((
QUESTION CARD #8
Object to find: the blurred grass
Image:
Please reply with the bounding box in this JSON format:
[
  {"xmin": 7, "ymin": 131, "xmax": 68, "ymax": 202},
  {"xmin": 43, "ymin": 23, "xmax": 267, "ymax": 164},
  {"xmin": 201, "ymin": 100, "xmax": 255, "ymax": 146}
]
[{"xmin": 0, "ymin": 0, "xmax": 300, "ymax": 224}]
))
> [Work to complete]:
What you return must match the records exactly, line for line.

> [Output for this task]:
QUESTION CARD #8
Object to find: the blurred grass
Image:
Please reply with the bounding box in this JSON format:
[
  {"xmin": 7, "ymin": 131, "xmax": 68, "ymax": 202},
  {"xmin": 43, "ymin": 23, "xmax": 267, "ymax": 164},
  {"xmin": 201, "ymin": 100, "xmax": 255, "ymax": 146}
]
[{"xmin": 0, "ymin": 0, "xmax": 300, "ymax": 224}]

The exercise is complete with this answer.